*** Record extracts Section Begins ***

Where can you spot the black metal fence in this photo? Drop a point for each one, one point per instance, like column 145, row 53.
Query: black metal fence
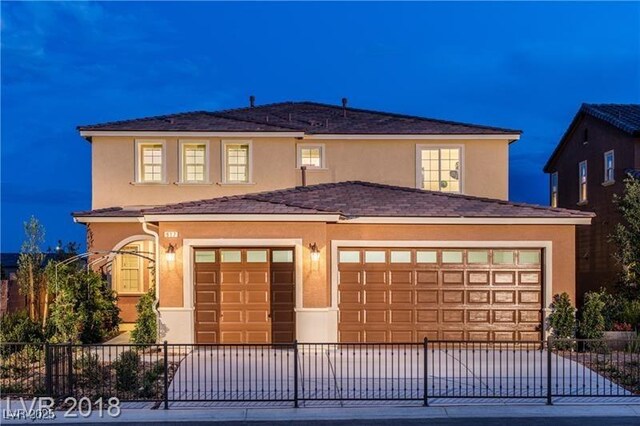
column 301, row 373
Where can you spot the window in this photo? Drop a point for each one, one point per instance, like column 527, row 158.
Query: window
column 129, row 276
column 150, row 162
column 439, row 169
column 237, row 162
column 554, row 189
column 311, row 156
column 194, row 162
column 582, row 182
column 609, row 167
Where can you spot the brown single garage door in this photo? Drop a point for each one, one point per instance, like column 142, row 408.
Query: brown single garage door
column 407, row 294
column 244, row 295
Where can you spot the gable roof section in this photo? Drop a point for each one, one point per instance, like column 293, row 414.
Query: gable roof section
column 307, row 117
column 352, row 200
column 625, row 117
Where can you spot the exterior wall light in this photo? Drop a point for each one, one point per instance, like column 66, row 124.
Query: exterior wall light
column 170, row 255
column 315, row 253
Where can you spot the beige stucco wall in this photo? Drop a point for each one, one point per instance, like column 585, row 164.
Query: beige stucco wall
column 485, row 168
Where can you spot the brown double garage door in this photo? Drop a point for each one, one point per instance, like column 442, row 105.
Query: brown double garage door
column 407, row 294
column 244, row 295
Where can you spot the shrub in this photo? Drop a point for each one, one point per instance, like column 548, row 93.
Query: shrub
column 126, row 367
column 562, row 319
column 85, row 308
column 146, row 328
column 89, row 368
column 591, row 324
column 18, row 327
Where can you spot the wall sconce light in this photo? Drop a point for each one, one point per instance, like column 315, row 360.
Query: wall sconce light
column 170, row 255
column 315, row 253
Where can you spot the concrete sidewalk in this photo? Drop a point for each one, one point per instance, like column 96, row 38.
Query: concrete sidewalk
column 356, row 415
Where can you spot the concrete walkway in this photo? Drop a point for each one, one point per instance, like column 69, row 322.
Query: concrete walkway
column 627, row 414
column 342, row 377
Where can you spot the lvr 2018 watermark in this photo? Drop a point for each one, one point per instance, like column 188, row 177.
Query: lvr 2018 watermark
column 44, row 408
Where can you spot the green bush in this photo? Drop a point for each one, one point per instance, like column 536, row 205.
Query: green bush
column 126, row 367
column 562, row 319
column 591, row 324
column 89, row 369
column 146, row 328
column 18, row 327
column 84, row 308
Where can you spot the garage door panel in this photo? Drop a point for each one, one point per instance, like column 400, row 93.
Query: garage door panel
column 400, row 277
column 427, row 278
column 401, row 296
column 527, row 297
column 479, row 316
column 504, row 278
column 375, row 277
column 373, row 316
column 452, row 278
column 453, row 316
column 529, row 278
column 426, row 316
column 504, row 296
column 428, row 297
column 478, row 296
column 452, row 296
column 375, row 296
column 478, row 278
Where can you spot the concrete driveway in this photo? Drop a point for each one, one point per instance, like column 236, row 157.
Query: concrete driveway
column 327, row 373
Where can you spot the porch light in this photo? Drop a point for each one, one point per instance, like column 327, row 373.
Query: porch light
column 315, row 253
column 170, row 255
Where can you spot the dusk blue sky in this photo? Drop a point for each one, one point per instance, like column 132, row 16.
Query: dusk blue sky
column 518, row 65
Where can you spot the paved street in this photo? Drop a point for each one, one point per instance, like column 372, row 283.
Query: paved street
column 327, row 376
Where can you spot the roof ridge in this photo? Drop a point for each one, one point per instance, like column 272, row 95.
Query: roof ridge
column 463, row 196
column 415, row 117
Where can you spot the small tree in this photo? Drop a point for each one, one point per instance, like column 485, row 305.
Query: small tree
column 626, row 235
column 562, row 320
column 30, row 266
column 146, row 328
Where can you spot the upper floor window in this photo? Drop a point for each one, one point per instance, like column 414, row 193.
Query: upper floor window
column 194, row 162
column 554, row 189
column 237, row 162
column 582, row 181
column 439, row 169
column 150, row 162
column 311, row 156
column 609, row 167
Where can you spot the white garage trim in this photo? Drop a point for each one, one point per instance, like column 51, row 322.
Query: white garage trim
column 188, row 262
column 547, row 246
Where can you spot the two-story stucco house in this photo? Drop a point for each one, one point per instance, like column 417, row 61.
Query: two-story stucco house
column 599, row 149
column 324, row 223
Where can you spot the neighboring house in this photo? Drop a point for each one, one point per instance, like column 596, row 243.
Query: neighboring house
column 589, row 165
column 245, row 253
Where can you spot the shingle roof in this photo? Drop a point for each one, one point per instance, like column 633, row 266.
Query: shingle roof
column 307, row 117
column 357, row 199
column 625, row 117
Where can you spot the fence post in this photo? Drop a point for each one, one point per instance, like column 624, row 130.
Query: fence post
column 70, row 367
column 425, row 401
column 549, row 370
column 295, row 373
column 47, row 370
column 166, row 375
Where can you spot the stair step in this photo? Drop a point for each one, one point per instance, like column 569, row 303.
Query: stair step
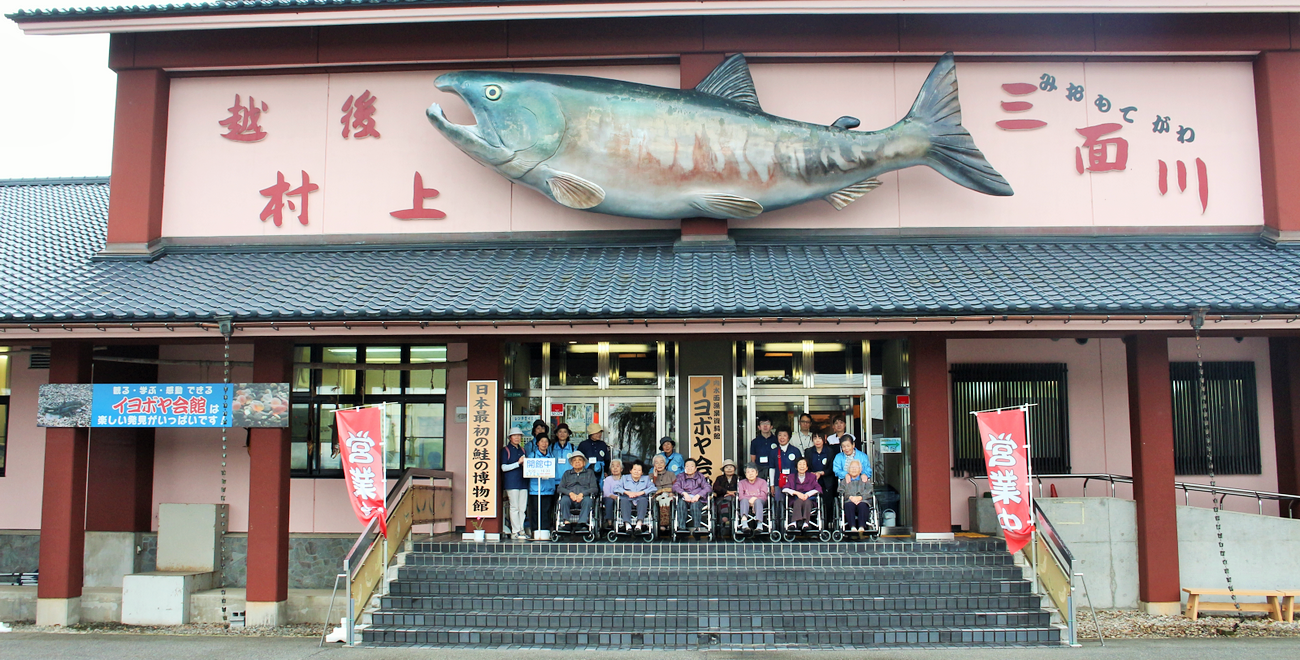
column 606, row 604
column 726, row 574
column 562, row 638
column 710, row 561
column 713, row 589
column 711, row 621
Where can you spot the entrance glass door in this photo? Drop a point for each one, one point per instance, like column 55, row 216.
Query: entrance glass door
column 632, row 424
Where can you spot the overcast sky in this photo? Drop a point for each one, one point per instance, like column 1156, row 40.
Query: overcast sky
column 57, row 117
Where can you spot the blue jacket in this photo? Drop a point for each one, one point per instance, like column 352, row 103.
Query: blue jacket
column 597, row 455
column 512, row 477
column 675, row 463
column 783, row 457
column 544, row 486
column 841, row 464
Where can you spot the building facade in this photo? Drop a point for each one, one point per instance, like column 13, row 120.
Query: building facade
column 281, row 209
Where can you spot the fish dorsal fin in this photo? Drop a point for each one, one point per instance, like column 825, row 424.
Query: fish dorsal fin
column 844, row 196
column 575, row 191
column 727, row 205
column 731, row 81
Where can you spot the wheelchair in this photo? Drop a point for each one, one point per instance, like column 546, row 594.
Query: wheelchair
column 619, row 529
column 817, row 528
column 742, row 532
column 871, row 530
column 589, row 529
column 706, row 513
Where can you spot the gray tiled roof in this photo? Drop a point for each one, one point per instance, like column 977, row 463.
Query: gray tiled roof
column 51, row 231
column 229, row 7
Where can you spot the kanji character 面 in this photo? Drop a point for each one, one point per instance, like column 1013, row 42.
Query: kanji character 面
column 1104, row 155
column 417, row 211
column 242, row 125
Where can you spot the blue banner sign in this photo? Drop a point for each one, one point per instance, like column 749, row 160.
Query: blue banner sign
column 160, row 406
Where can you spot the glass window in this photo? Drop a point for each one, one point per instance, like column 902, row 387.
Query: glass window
column 575, row 365
column 1234, row 413
column 432, row 381
column 836, row 364
column 412, row 425
column 776, row 363
column 338, row 381
column 378, row 381
column 635, row 364
column 424, row 435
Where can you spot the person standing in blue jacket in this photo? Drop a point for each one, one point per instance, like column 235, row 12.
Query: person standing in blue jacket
column 594, row 448
column 541, row 493
column 671, row 459
column 776, row 463
column 512, row 481
column 849, row 454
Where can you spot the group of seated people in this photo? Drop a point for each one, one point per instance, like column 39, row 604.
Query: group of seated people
column 648, row 496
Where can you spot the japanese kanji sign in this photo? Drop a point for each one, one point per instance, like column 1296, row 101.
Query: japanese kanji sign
column 481, row 450
column 706, row 422
column 164, row 406
column 1002, row 433
column 360, row 444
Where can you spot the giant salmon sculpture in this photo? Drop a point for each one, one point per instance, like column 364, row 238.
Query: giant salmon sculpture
column 651, row 152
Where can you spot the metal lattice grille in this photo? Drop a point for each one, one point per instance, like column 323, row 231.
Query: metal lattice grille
column 1234, row 418
column 986, row 386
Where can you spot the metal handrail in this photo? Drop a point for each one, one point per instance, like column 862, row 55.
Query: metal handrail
column 365, row 542
column 1220, row 491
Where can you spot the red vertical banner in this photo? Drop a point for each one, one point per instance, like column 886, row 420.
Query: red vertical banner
column 1002, row 434
column 360, row 435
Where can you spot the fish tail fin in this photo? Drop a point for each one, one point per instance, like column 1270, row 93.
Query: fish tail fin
column 952, row 150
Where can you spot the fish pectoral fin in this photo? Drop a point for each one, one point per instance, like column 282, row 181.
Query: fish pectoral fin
column 732, row 81
column 575, row 191
column 724, row 205
column 844, row 196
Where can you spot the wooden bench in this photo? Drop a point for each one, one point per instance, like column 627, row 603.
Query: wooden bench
column 1274, row 606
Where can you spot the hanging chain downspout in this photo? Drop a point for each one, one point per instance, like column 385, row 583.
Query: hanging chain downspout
column 226, row 325
column 1203, row 395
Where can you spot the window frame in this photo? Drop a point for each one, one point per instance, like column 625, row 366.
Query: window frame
column 1048, row 428
column 1188, row 435
column 313, row 400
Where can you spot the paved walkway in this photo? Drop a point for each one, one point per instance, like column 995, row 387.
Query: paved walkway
column 27, row 646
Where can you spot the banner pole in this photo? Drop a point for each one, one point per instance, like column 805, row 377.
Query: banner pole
column 1028, row 472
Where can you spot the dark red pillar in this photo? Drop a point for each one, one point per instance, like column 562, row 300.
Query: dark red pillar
column 268, row 496
column 485, row 361
column 931, row 438
column 1151, row 420
column 1285, row 356
column 120, row 482
column 63, row 506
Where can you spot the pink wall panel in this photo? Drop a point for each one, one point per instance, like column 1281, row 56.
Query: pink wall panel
column 25, row 452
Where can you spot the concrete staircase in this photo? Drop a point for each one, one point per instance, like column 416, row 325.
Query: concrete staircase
column 710, row 595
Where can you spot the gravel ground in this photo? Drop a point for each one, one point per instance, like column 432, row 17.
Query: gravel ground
column 1129, row 624
column 189, row 629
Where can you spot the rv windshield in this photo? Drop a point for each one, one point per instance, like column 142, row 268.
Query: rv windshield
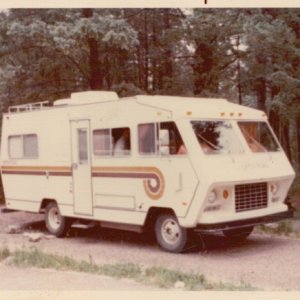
column 217, row 137
column 259, row 137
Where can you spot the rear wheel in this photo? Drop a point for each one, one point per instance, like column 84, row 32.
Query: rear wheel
column 55, row 222
column 169, row 234
column 238, row 234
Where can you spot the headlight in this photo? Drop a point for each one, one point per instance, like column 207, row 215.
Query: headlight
column 212, row 197
column 274, row 188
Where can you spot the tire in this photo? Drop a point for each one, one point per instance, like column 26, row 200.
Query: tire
column 238, row 234
column 55, row 222
column 169, row 234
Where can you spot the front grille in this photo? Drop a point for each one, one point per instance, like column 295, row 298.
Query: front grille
column 251, row 196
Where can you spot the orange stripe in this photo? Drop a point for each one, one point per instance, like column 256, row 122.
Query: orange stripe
column 35, row 168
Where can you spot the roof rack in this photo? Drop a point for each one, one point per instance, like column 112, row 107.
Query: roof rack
column 28, row 107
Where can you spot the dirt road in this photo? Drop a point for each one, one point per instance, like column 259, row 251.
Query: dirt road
column 267, row 262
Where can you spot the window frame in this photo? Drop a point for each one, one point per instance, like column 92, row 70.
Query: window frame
column 157, row 153
column 112, row 143
column 23, row 137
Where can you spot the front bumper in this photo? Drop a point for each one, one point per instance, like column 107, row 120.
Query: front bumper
column 210, row 228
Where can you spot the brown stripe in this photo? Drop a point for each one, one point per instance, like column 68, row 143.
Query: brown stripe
column 35, row 168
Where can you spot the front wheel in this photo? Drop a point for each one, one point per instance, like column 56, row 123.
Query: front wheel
column 238, row 234
column 169, row 234
column 55, row 222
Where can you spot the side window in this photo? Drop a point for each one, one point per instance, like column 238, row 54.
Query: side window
column 23, row 146
column 165, row 141
column 147, row 138
column 176, row 145
column 102, row 142
column 121, row 138
column 108, row 142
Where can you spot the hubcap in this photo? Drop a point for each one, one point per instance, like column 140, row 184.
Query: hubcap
column 54, row 218
column 170, row 231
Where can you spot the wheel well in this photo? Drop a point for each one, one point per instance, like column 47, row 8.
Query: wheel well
column 44, row 204
column 153, row 213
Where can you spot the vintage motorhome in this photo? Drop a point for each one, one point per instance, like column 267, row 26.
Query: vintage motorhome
column 173, row 165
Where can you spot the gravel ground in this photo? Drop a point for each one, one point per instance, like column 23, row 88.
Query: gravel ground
column 263, row 261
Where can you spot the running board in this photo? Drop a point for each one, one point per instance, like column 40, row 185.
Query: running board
column 128, row 227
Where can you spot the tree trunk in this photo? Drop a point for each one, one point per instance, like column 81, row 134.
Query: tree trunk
column 146, row 54
column 298, row 140
column 286, row 140
column 96, row 77
column 261, row 93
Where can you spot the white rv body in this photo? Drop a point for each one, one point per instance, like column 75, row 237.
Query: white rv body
column 61, row 163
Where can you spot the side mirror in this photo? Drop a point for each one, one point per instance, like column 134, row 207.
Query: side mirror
column 164, row 142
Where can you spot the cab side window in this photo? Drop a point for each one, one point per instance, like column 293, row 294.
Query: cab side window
column 147, row 139
column 160, row 138
column 109, row 142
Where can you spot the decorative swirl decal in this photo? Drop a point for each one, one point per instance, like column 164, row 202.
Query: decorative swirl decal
column 153, row 179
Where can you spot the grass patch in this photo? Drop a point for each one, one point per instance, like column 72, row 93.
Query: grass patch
column 4, row 253
column 282, row 228
column 158, row 276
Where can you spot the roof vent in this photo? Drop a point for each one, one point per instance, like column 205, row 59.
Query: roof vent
column 88, row 98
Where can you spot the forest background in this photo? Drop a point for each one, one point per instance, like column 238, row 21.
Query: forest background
column 249, row 56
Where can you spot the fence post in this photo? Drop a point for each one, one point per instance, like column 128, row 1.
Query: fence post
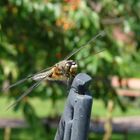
column 74, row 123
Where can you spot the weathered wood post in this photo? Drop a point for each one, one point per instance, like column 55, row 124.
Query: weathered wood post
column 74, row 123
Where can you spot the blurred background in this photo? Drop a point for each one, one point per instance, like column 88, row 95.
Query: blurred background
column 36, row 34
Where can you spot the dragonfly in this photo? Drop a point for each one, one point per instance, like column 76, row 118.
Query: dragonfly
column 64, row 70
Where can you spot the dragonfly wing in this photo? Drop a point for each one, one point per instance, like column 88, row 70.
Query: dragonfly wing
column 17, row 83
column 29, row 77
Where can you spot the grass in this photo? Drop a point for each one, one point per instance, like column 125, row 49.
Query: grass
column 47, row 108
column 28, row 134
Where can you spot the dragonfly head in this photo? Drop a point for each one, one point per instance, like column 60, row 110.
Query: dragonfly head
column 71, row 67
column 68, row 67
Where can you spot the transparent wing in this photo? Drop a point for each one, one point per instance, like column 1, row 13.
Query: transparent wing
column 102, row 33
column 25, row 79
column 24, row 94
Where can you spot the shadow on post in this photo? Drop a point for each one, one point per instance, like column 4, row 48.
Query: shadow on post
column 74, row 123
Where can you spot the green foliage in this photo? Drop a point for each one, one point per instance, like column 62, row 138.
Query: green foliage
column 36, row 34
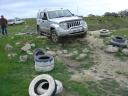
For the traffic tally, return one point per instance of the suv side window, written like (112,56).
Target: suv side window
(41,15)
(44,17)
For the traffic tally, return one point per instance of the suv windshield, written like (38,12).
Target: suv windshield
(59,13)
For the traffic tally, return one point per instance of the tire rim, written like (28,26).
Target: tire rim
(54,37)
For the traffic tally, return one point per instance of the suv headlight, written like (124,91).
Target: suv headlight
(83,23)
(63,25)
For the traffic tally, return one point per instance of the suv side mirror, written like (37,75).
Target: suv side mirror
(44,18)
(73,14)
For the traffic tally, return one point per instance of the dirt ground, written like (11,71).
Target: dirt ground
(107,65)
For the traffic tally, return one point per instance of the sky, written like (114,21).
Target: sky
(29,8)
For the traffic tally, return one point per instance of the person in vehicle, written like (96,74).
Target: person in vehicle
(3,24)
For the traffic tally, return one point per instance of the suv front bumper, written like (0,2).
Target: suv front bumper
(72,31)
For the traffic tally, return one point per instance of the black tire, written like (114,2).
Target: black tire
(83,35)
(38,30)
(119,41)
(50,86)
(54,37)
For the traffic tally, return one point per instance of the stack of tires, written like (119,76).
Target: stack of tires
(43,62)
(119,41)
(104,32)
(45,85)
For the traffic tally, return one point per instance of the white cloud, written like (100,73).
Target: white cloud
(28,8)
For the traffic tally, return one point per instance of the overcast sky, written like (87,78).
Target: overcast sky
(29,8)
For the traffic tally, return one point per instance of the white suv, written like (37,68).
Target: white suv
(60,23)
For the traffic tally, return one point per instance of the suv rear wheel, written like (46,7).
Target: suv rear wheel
(83,35)
(38,30)
(54,37)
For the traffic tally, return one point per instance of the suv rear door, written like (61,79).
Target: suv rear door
(44,24)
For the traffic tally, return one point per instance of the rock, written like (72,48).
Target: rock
(75,52)
(59,52)
(33,45)
(85,50)
(8,48)
(23,58)
(77,78)
(111,49)
(26,47)
(41,37)
(20,34)
(81,56)
(65,51)
(51,53)
(29,52)
(68,55)
(125,51)
(18,43)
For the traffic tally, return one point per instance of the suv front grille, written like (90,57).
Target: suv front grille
(73,23)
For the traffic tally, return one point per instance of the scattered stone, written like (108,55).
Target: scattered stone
(51,53)
(111,49)
(26,47)
(85,50)
(20,34)
(41,37)
(59,52)
(8,48)
(47,48)
(68,55)
(81,56)
(75,52)
(125,51)
(77,78)
(12,55)
(12,37)
(65,51)
(33,45)
(23,58)
(18,43)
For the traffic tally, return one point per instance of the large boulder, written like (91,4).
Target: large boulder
(125,51)
(26,47)
(8,48)
(81,56)
(51,53)
(105,32)
(111,49)
(23,58)
(119,41)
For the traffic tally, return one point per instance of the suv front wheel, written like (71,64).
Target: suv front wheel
(55,38)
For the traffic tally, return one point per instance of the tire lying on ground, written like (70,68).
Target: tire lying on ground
(119,41)
(44,63)
(38,52)
(59,87)
(104,32)
(45,82)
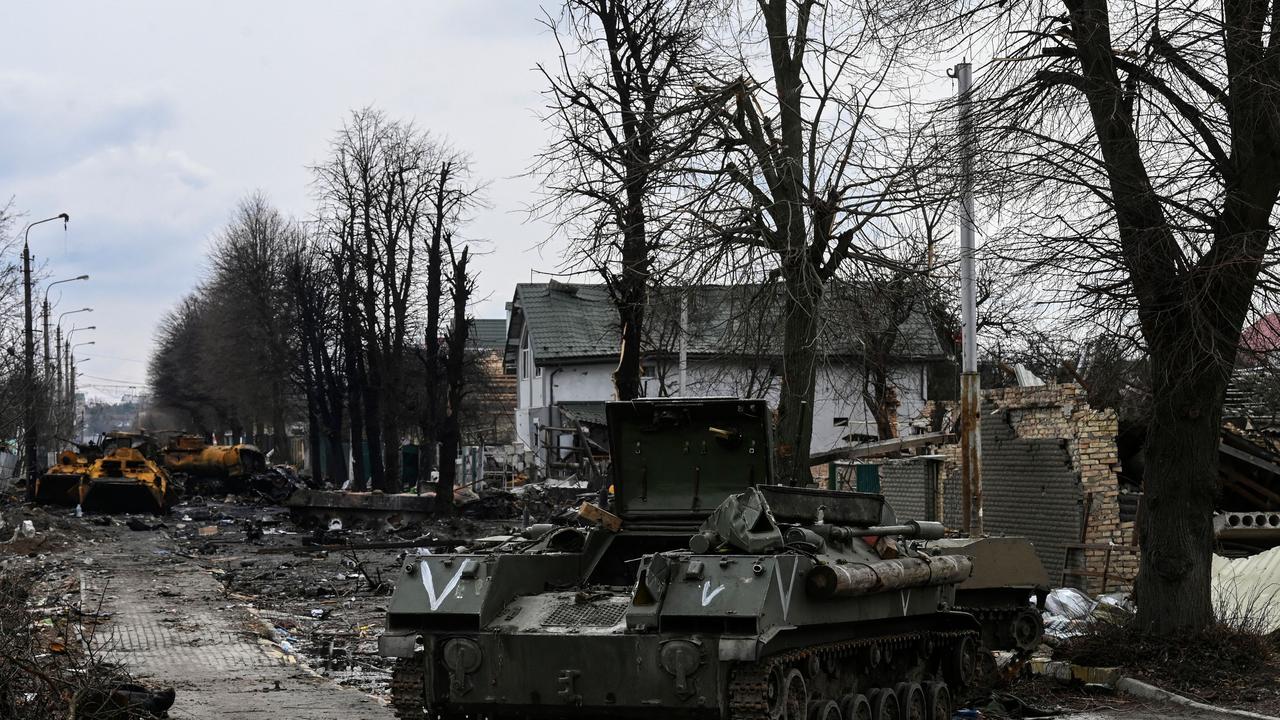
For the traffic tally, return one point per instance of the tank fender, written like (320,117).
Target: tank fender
(398,645)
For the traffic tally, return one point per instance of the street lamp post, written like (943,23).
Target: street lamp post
(45,314)
(74,372)
(62,390)
(28,409)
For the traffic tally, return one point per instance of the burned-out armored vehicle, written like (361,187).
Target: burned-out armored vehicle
(704,591)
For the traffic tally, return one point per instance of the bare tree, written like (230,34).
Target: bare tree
(375,194)
(625,113)
(1138,147)
(311,283)
(804,172)
(461,281)
(451,200)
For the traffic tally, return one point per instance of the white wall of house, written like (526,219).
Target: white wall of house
(839,409)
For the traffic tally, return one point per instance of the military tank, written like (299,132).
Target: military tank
(703,591)
(115,474)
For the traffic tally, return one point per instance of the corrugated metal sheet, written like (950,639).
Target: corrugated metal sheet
(905,484)
(1247,589)
(1029,490)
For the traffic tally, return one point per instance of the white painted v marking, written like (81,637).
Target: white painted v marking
(709,596)
(429,583)
(785,593)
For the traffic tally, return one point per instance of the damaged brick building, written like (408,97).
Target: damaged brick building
(1051,473)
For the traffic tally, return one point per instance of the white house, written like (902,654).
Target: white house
(562,346)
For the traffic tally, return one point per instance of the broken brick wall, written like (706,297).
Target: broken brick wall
(1061,411)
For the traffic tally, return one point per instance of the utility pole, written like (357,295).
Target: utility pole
(970,384)
(31,436)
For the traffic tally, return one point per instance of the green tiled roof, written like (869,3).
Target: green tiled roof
(577,322)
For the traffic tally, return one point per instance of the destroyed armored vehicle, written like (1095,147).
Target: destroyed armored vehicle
(1006,591)
(115,474)
(703,591)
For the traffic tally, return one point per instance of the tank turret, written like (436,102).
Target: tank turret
(709,592)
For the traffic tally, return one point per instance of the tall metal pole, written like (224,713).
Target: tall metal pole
(31,436)
(28,374)
(970,386)
(45,338)
(59,396)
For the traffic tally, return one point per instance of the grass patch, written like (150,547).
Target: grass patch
(1225,664)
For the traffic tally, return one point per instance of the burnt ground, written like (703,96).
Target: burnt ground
(1223,665)
(236,607)
(327,605)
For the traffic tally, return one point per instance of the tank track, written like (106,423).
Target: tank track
(748,687)
(1001,620)
(408,689)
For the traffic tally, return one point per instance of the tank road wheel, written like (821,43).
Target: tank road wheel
(776,692)
(855,707)
(938,701)
(910,700)
(1027,628)
(885,705)
(960,665)
(408,688)
(795,696)
(823,710)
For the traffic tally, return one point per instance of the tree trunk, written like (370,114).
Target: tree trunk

*** Record extracts Section Ends ***

_How to complete this task_
A word-for-word copy of the lines above from the one with "Target: white painted v marking" through the one with "written like (224,713).", inclusive, is the only output wanted.

_Output of the task_
Target: white painted v marking
(709,596)
(429,583)
(785,593)
For the traffic tally, return one point per instance of the damaged brick building, written like (408,97).
Target: damaged brick building
(1051,473)
For the traffic tally, return one point per instance of the white house, written like (902,654).
Target: white house
(562,346)
For the traffic tally, return one point per instance of the broken brick wall, written like (706,297).
Target: broken brick wall
(1061,411)
For the traffic tally, return one point per instance of the utility pole, written like (357,295).
Target: utility pole
(970,384)
(31,436)
For the traffic tally, return one point per instance of the green tiled roof, written like (869,3).
Target: green tiled roof
(577,322)
For the traffic tally, return one point per instance of the destroyed armored vehicle, written like (1095,147).
Target: destroyed armored vehicle
(1006,591)
(115,474)
(703,591)
For the traffic tally, return one point per instance of the tank turret, written like (436,102).
Target: tank turret
(709,592)
For the traffic tally, return one point per instance of the tall metal pole, written like (224,713).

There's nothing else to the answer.